**Supplied text**
####################
Matrescence is so powerful because it gives all mothers - new and not so new, expectant mums and even to those who are still trying-to-conceive, the chance to reframe their expectations.
This is such a valuable opportunity because expectations can be everything. It’s when reality and our expectations don’t match when we experience more suffering and unhappiness.
When it comes to managing your expectations, a good start is to be mindful of what you see on Instagram, the media and what other people tell you about their own experiences. The perfect lives of new mums on social media are far from an unfiltered reality of motherhood. The truth is that there’s not such a thing as the perfect mother, we all have our lows and we are all going through matrescence which while it will be different and unique for every one of us, it’s certainly not glossy and shiny. Motherhood is messy!
A new beginning
The concept of Matrescence has been so important to me that it has now become the cornerstone of everything I do as The Mothership London, including my workshops, retreats and all the upcoming content and support I am working on to help women in their mother-becoming.
If any of this resonates with you, watch this space and follow me on social media to learn more about matrescence and to find advice in navigating these changes.
####################
**Problem 1**
Answer these questions from the matrescence text:
(a) When, according to the text, do we experience more suffering and unhappiness?
(b) What does the text call a good start to managing your expectations?
(c) What has the concept of Matrescence become the cornerstone of?
**Problem 2**
Reproduce the passage of the matrescence text between "When it comes" and "Motherhood is messy!", inclusive.

**Data extract**
####################
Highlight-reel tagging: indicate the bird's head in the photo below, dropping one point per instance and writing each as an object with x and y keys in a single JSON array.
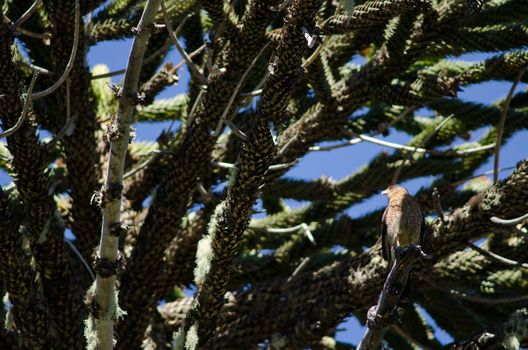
####################
**Solution 1**
(a) When reality and our expectations don't match.
(b) Being mindful of what you see on Instagram, the media and what other people tell you about their own experiences.
(c) Everything the writer does as The Mothership London, including workshops, retreats and all the upcoming content and support to help women in their mother-becoming.

**Solution 2**
When it comes to managing your expectations, a good start is to be mindful of what you see on Instagram, the media and what other people tell you about their own experiences. The perfect lives of new mums on social media are far from an unfiltered reality of motherhood. The truth is that there’s not such a thing as the perfect mother, we all have our lows and we are all going through matrescence which while it will be different and unique for every one of us, it’s certainly not glossy and shiny. Motherhood is messy!